Выбрать главу
Ты полюбил тебя призревшую семью И, с жизнию её сливая жизнь свою, Её событьями в глуши чужого края Былого своего преданья заглушая, Безропотно сносил морозы наших зим; В наш краткий летний жар тобою был любим Овраг под сению дубов прохладовейных. Участник наших слёз и праздников семейных, В дни траура главой седой ты поникал, Но ускорял шаги и членами дрожал, Как в утро зимнее порой, с пределов света, Питомца твоего, недавнего корнета, К коленам матери кибитка принесёт И скорбный взор её минутно оживёт. <…>

Тенью мелькает в этих стихах сам поэт, зато ясно очерчен скорбный лик маменьки в мгновение встречи.

Но тут же стих преображается: на смену приглушённого голоса памяти приходит звонкий, торжественный глас истории:

Но что! радушному пределу благодарной, Нет! ты не забывал отчизны лучезарной! Везувий, Колизей, грот Капри, храм Петра Имел ты на устах от утра до утра. Именовал ты нам и принцев и прелатов Земли, где зрел, дивясь, суворовских солдатов, Входящих вопреки тех пламенных часов. Что, по твоим словам, со стогнов гонят псов, В густой пыли побед, в грозе небритых бо́род, Рядами стройными в классический твой город; Земли, где год спустя тебе предстал и он, Тогда Буонопарт, потом Наполеон, Минутный царь царей, но дивный кондотьери, Уж зиждущий свои гигантские потери.
Скрывая власти глад, тогда морочил вас Он звонкой пустотой революцьонных фраз <…>.

Никакой «очарованности» Наполеоном, образом которого были так увлечены последователи романтизма, — не беглецом ли Джьячинто был сызмалу внушён этот трезвый взгляд на «минутного царя царей»?..

Поэт добродушно усмехается над былым гневом своего дядьки, который был вынужден когда-то нести «контрибуцию» корсиканцу и навек потерял всё своё богатство — серебряные ложки. Малый, трагикомический эпизод истории!.. Но он позволяет вспомнить и «большую» историю: опалу и кончину «на битвы не усталого» Суворова, испустившего дух «в картечи эпиграмм»; смерть самого «злодея» на «скале пустынной»…

Боратынский не судит — никого и ничего.

_ИМЕЮЩИЕСЯ ДАННЫЕ_
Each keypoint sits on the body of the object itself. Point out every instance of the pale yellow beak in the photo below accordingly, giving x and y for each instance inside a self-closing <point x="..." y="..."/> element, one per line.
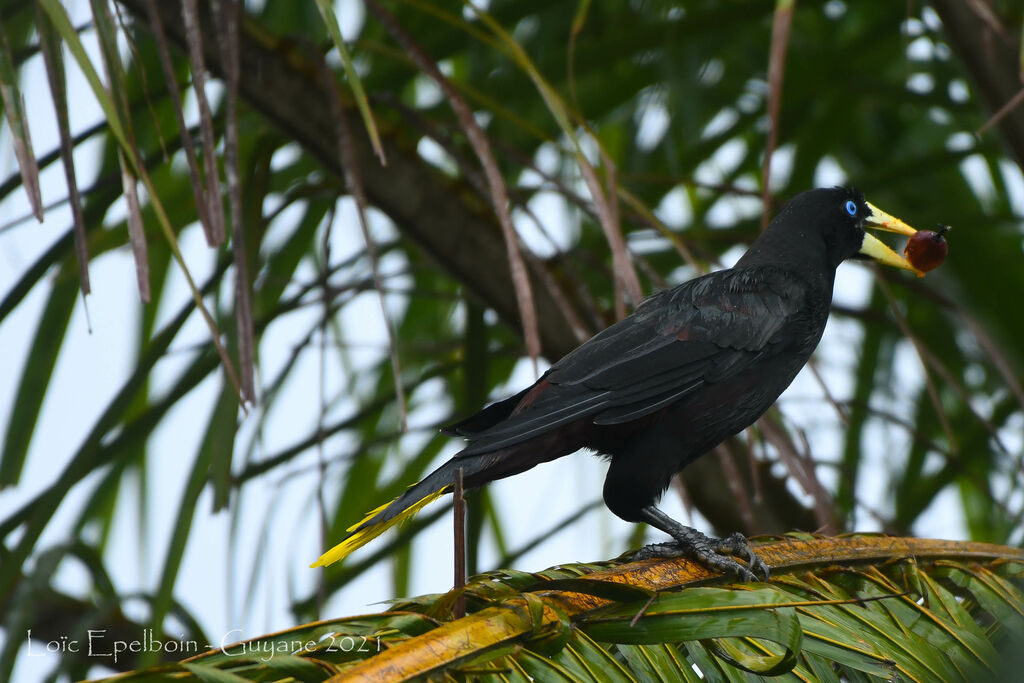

_ЧТО ТРЕБУЕТСЯ_
A) Перепишите дословно фрагмент отрывка о Боратынском: начните со слов «Но тут же стих» и закончите словами «революцьонных фраз <…>.».
B) Пожалуйста, продолжите отрывок о Боратынском с того места, на котором он заканчивается.

_ИТОГОВЫЕ РЕЗУЛЬТАТЫ_
A)
Но тут же стих преображается: на смену приглушённого голоса памяти приходит звонкий, торжественный глас истории:

Но что! радушному пределу благодарной, Нет! ты не забывал отчизны лучезарной! Везувий, Колизей, грот Капри, храм Петра Имел ты на устах от утра до утра. Именовал ты нам и принцев и прелатов Земли, где зрел, дивясь, суворовских солдатов, Входящих вопреки тех пламенных часов. Что, по твоим словам, со стогнов гонят псов, В густой пыли побед, в грозе небритых бо́род, Рядами стройными в классический твой город; Земли, где год спустя тебе предстал и он, Тогда Буонопарт, потом Наполеон, Минутный царь царей, но дивный кондотьери, Уж зиждущий свои гигантские потери.
Скрывая власти глад, тогда морочил вас Он звонкой пустотой революцьонных фраз <…>.

B)
Что это было? — словно бы спрашивает он. И даёт ответ:

<…> то ли благо, то ли зло…

Вот и свидетель этих исторических бурь, его дядька, опочил — и его «<…> итальянский гроб в ограде церкви нашей». А воспоминание — живо:

А я, я, с памятью живых твоих речей, Увидел роскоши Италии твоей: Во славе солнечный Неаполь твой нагорной, В парах пурпуровых, и в зелени узорной, Неувядаемой; амфитеатр дворцов Над яркой пеленой лазоревых валов; И Цицеронов дом, и злачную пещеру, Священную поднесь Камены суеверу, Где спит великий прах властителя стихов, Того, кто в сей земле вулканов и цветов, И ужасов, и нег взлелеял Эпопею, Где в мраке Тенара открыл он путь Энею, Явил его очам чудесный сад утех, Обитель сладкую теней блаженных тех, Что, крепки в опытах земного треволненья, Сподобились вкусить эфирных струй забвенья. <…>

Древняя и вечно юная красота Элизия земного сливается в его воображении с божественной красотой вечности, — и эта вечность притягивает с влекущей силой:

Неаполь! До него среди садов твоих Сердца мятежные отыскивали их, Сквозь занавес веков ещё здесь помнят виллы Приюты отдыхов и Мария и Силлы; И кто, бесчувственный среди твоих красот, Не жаждал в их раю обресть навес иль грот, Где б скрылся, не на час, как эти полубоги, Здесь Лету пившие, чтоб крепнуть для тревоги, Но чтоб незримо слить в безмыслии златом Сон неги сладостной с последним, вечным сном <…> (курсив мой. — В. М.).

Боратынский знать не знал, что пишет своё последнее стихотворение.

Сам стих угадал то, о чём он даже не подозревал…

Стихи, они говорят больше, чем знает поэт.

Строгий рай

Всё случилось почти мгновенно — чуть ли не в один день…

Вот что известно о том роковом событии.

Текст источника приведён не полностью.